═════ Text shown

1 2 Previous Next 27 Replies Latest reply on Oct 16, 2012 4:11 PM by pkutrhari Go to original post
      • 15. Re: Yet another full text search question
        hchiorean

        Awesome, glad you've found the problem. Can you please open a JIRA feature request for this.

         

        Thanks

        • 16. Re: Yet another full text search question
          nl

          See MODE-1561.

           

          Thanks, Niels

          • 17. Re: Yet another full text search question
            pkutrhari

            Hi - I didn't want to create a new discussion as I am having similar issues (modeshape 2.8.3).

             

            I am not able to get any results back from the text in jcr:data. I have the following default extractor configuration -

            <mode:textExtractors>

                <mode:textExtractor jcr:name="Tika Text Extractors">

                            <mode:description>Text extractors using Tika parsers</mode:description>       

                            <mode:classname>org.modeshape.extractor.tika.TikaTextExtractor</mode:classname>

                  <mode:excludedMimeTypes>

                               application/x-archive,application/x-bzip,application/x-bzip2,

                               application/x-cpio,application/x-gtar,application/x-gzip,

                               application/x-ta,application/zip,application/vnd.teiid.vdb

                 </mode:excludedMimeTypes>

                </mode:textExtractor>

              </mode:textExtractors>

             

            The following query does not get any results (although the data exists).

             

            SELECT [jcr:path] FROM [nt:resource] WHERE contains([nt:resource].*,'1108290')

             

            The index seems to be built fine (without any modeshape exceptions in the logs...I have the log in debug mode) as the contains query on another field works fine. Please let me know if you think I'm missing something.

             

            Thanks.

            Praveen

            • 18. Re: Yet another full text search question
              rhauch

              Praveen,

               

              Do the logs contain any statements showing that the Tika text extractor is running and extracting the correct text? Have you tried using other full-text search with other criteria (e.g., something with characters rather than numbers)? You could also use Luke to look at the Lucene indexes.

══════════

-- Your task --
Reproduce the forum thread on ModeShape full-text search above in its entirety, word for word.

═════ Provided data

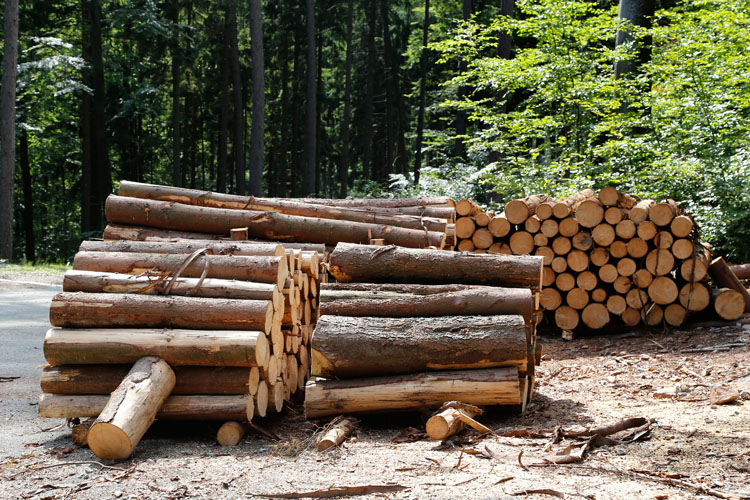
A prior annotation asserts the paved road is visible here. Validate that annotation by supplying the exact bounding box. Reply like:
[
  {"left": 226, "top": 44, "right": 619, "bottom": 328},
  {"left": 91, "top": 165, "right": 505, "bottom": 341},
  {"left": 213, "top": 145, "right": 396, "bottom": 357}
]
[{"left": 0, "top": 280, "right": 70, "bottom": 460}]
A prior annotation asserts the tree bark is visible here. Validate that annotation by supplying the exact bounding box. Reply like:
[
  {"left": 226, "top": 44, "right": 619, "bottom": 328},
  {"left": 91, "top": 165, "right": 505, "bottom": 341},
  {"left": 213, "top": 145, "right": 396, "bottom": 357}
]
[
  {"left": 107, "top": 195, "right": 444, "bottom": 248},
  {"left": 44, "top": 322, "right": 269, "bottom": 371},
  {"left": 312, "top": 315, "right": 527, "bottom": 378},
  {"left": 329, "top": 243, "right": 543, "bottom": 290},
  {"left": 49, "top": 292, "right": 273, "bottom": 332},
  {"left": 88, "top": 356, "right": 175, "bottom": 460},
  {"left": 249, "top": 0, "right": 266, "bottom": 196},
  {"left": 305, "top": 368, "right": 521, "bottom": 418}
]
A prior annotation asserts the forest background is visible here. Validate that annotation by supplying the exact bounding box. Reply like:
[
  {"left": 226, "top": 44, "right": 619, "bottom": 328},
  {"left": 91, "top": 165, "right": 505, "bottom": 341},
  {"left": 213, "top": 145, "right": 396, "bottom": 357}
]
[{"left": 0, "top": 0, "right": 750, "bottom": 262}]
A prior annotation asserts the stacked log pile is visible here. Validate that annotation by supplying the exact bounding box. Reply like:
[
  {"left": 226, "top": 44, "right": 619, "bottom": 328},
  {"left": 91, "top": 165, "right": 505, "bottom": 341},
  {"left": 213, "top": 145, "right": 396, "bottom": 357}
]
[
  {"left": 455, "top": 187, "right": 750, "bottom": 330},
  {"left": 305, "top": 243, "right": 542, "bottom": 418},
  {"left": 39, "top": 239, "right": 325, "bottom": 458}
]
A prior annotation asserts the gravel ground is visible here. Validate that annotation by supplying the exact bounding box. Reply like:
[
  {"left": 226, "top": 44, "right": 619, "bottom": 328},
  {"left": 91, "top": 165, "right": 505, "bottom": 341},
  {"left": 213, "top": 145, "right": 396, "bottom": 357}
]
[{"left": 0, "top": 278, "right": 750, "bottom": 499}]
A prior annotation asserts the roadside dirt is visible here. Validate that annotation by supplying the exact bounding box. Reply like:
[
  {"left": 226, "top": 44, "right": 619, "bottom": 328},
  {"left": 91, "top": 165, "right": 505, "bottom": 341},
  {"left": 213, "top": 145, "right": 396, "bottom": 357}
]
[{"left": 0, "top": 292, "right": 750, "bottom": 499}]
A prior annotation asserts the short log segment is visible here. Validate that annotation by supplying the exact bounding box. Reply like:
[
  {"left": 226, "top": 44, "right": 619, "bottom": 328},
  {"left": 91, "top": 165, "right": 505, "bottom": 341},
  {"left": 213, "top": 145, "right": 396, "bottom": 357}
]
[
  {"left": 49, "top": 292, "right": 273, "bottom": 333},
  {"left": 320, "top": 284, "right": 534, "bottom": 323},
  {"left": 312, "top": 315, "right": 527, "bottom": 377},
  {"left": 305, "top": 367, "right": 521, "bottom": 418},
  {"left": 44, "top": 328, "right": 269, "bottom": 367},
  {"left": 105, "top": 195, "right": 444, "bottom": 248},
  {"left": 329, "top": 243, "right": 543, "bottom": 290},
  {"left": 88, "top": 356, "right": 175, "bottom": 460}
]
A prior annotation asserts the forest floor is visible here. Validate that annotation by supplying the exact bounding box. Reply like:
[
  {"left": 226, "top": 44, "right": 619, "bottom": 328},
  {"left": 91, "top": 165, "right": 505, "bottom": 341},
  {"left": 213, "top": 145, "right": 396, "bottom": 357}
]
[{"left": 0, "top": 278, "right": 750, "bottom": 499}]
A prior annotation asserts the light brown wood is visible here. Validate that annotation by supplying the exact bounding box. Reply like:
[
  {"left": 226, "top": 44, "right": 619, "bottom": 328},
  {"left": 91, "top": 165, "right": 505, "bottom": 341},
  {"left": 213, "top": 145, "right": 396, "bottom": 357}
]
[
  {"left": 44, "top": 328, "right": 269, "bottom": 367},
  {"left": 311, "top": 315, "right": 527, "bottom": 378},
  {"left": 305, "top": 368, "right": 521, "bottom": 418},
  {"left": 88, "top": 356, "right": 175, "bottom": 460}
]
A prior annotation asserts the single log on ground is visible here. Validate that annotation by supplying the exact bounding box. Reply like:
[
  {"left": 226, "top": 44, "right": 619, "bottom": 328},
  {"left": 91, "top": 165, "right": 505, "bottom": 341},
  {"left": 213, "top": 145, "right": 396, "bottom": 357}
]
[
  {"left": 105, "top": 195, "right": 443, "bottom": 248},
  {"left": 40, "top": 364, "right": 259, "bottom": 394},
  {"left": 329, "top": 243, "right": 543, "bottom": 290},
  {"left": 49, "top": 292, "right": 273, "bottom": 333},
  {"left": 305, "top": 367, "right": 521, "bottom": 418},
  {"left": 708, "top": 257, "right": 750, "bottom": 312},
  {"left": 73, "top": 252, "right": 289, "bottom": 288},
  {"left": 88, "top": 356, "right": 175, "bottom": 460},
  {"left": 312, "top": 315, "right": 527, "bottom": 377},
  {"left": 320, "top": 285, "right": 534, "bottom": 322},
  {"left": 39, "top": 394, "right": 255, "bottom": 421},
  {"left": 44, "top": 328, "right": 269, "bottom": 367},
  {"left": 63, "top": 269, "right": 284, "bottom": 308}
]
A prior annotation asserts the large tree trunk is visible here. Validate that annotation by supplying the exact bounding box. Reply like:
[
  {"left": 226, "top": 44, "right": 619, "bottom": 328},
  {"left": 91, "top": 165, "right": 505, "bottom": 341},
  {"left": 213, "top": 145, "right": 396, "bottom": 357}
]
[
  {"left": 306, "top": 367, "right": 521, "bottom": 418},
  {"left": 88, "top": 357, "right": 175, "bottom": 460},
  {"left": 40, "top": 364, "right": 265, "bottom": 395},
  {"left": 249, "top": 0, "right": 266, "bottom": 196},
  {"left": 49, "top": 292, "right": 273, "bottom": 334},
  {"left": 44, "top": 322, "right": 269, "bottom": 370},
  {"left": 329, "top": 243, "right": 544, "bottom": 290},
  {"left": 312, "top": 315, "right": 527, "bottom": 378},
  {"left": 107, "top": 195, "right": 443, "bottom": 248},
  {"left": 319, "top": 283, "right": 534, "bottom": 323},
  {"left": 0, "top": 0, "right": 18, "bottom": 260}
]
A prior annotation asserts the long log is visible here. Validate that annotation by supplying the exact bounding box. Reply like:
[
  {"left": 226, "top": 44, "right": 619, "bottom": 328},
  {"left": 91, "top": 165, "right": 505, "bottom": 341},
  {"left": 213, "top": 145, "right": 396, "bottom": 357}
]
[
  {"left": 312, "top": 315, "right": 527, "bottom": 377},
  {"left": 329, "top": 243, "right": 543, "bottom": 290},
  {"left": 73, "top": 252, "right": 289, "bottom": 288},
  {"left": 49, "top": 292, "right": 273, "bottom": 333},
  {"left": 305, "top": 368, "right": 521, "bottom": 418},
  {"left": 38, "top": 394, "right": 255, "bottom": 420},
  {"left": 88, "top": 356, "right": 175, "bottom": 460},
  {"left": 44, "top": 328, "right": 269, "bottom": 367},
  {"left": 40, "top": 364, "right": 259, "bottom": 395},
  {"left": 105, "top": 195, "right": 444, "bottom": 248},
  {"left": 63, "top": 269, "right": 284, "bottom": 309},
  {"left": 319, "top": 286, "right": 534, "bottom": 323}
]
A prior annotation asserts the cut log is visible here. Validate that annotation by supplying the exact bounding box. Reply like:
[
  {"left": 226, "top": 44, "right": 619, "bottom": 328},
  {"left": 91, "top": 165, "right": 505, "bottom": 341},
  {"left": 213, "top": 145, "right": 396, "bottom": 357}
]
[
  {"left": 88, "top": 356, "right": 175, "bottom": 460},
  {"left": 38, "top": 394, "right": 254, "bottom": 420},
  {"left": 40, "top": 364, "right": 259, "bottom": 394},
  {"left": 44, "top": 328, "right": 269, "bottom": 367},
  {"left": 712, "top": 254, "right": 750, "bottom": 312},
  {"left": 73, "top": 252, "right": 289, "bottom": 288},
  {"left": 102, "top": 224, "right": 223, "bottom": 241},
  {"left": 320, "top": 285, "right": 534, "bottom": 321},
  {"left": 711, "top": 288, "right": 745, "bottom": 321},
  {"left": 312, "top": 315, "right": 527, "bottom": 377},
  {"left": 105, "top": 195, "right": 444, "bottom": 248},
  {"left": 305, "top": 368, "right": 521, "bottom": 418},
  {"left": 63, "top": 270, "right": 284, "bottom": 309},
  {"left": 581, "top": 302, "right": 609, "bottom": 330},
  {"left": 329, "top": 243, "right": 543, "bottom": 290},
  {"left": 49, "top": 292, "right": 273, "bottom": 333}
]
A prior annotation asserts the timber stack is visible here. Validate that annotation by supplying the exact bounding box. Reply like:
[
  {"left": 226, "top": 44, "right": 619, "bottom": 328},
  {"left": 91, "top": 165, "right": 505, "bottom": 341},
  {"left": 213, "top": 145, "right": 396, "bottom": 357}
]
[
  {"left": 455, "top": 187, "right": 750, "bottom": 330},
  {"left": 39, "top": 239, "right": 325, "bottom": 458},
  {"left": 305, "top": 243, "right": 542, "bottom": 418}
]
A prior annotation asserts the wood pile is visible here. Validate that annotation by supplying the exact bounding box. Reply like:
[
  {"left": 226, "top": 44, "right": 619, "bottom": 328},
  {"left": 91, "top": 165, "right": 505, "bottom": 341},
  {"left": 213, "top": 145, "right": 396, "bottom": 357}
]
[
  {"left": 455, "top": 187, "right": 750, "bottom": 331},
  {"left": 305, "top": 243, "right": 542, "bottom": 418},
  {"left": 39, "top": 239, "right": 325, "bottom": 458}
]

══════════

-- Written answer --
1 2 Previous Next 27 Replies Latest reply on Oct 16, 2012 4:11 PM by pkutrhari Go to original post
      • 15. Re: Yet another full text search question
        hchiorean

        Awesome, glad you've found the problem. Can you please open a JIRA feature request for this.

         

        Thanks

        • 16. Re: Yet another full text search question
          nl

          See MODE-1561.

           

          Thanks, Niels

          • 17. Re: Yet another full text search question
            pkutrhari

            Hi - I didn't want to create a new discussion as I am having similar issues (modeshape 2.8.3).

             

            I am not able to get any results back from the text in jcr:data. I have the following default extractor configuration -

            <mode:textExtractors>

                <mode:textExtractor jcr:name="Tika Text Extractors">

                            <mode:description>Text extractors using Tika parsers</mode:description>       

                            <mode:classname>org.modeshape.extractor.tika.TikaTextExtractor</mode:classname>

                  <mode:excludedMimeTypes>

                               application/x-archive,application/x-bzip,application/x-bzip2,

                               application/x-cpio,application/x-gtar,application/x-gzip,

                               application/x-ta,application/zip,application/vnd.teiid.vdb

                 </mode:excludedMimeTypes>

                </mode:textExtractor>

              </mode:textExtractors>

             

            The following query does not get any results (although the data exists).

             

            SELECT [jcr:path] FROM [nt:resource] WHERE contains([nt:resource].*,'1108290')

             

            The index seems to be built fine (without any modeshape exceptions in the logs...I have the log in debug mode) as the contains query on another field works fine. Please let me know if you think I'm missing something.

             

            Thanks.

            Praveen

            • 18. Re: Yet another full text search question
              rhauch

              Praveen,

               

              Do the logs contain any statements showing that the Tika text extractor is running and extracting the correct text? Have you tried using other full-text search with other criteria (e.g., something with characters rather than numbers)? You could also use Luke to look at the Lucene indexes.